- **Exercise goal**
Could you reproduce the listing below word for word, omitting the pictures from your reply?

- **Data for the task**
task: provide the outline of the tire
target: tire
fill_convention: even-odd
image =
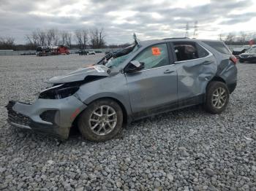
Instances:
[[[206,88],[204,108],[211,114],[220,114],[226,109],[229,98],[230,93],[225,83],[211,82]]]
[[[109,98],[92,102],[78,119],[78,128],[82,136],[93,141],[112,139],[121,130],[122,125],[122,109],[116,101]]]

- **Exercise answer**
task: provide the outline of the tire
target: tire
fill_convention: even-odd
image =
Instances:
[[[206,88],[204,108],[211,114],[220,114],[226,109],[229,98],[230,93],[225,83],[211,82]]]
[[[109,98],[92,102],[78,119],[78,128],[82,136],[93,141],[112,139],[121,130],[122,125],[122,109],[116,101]]]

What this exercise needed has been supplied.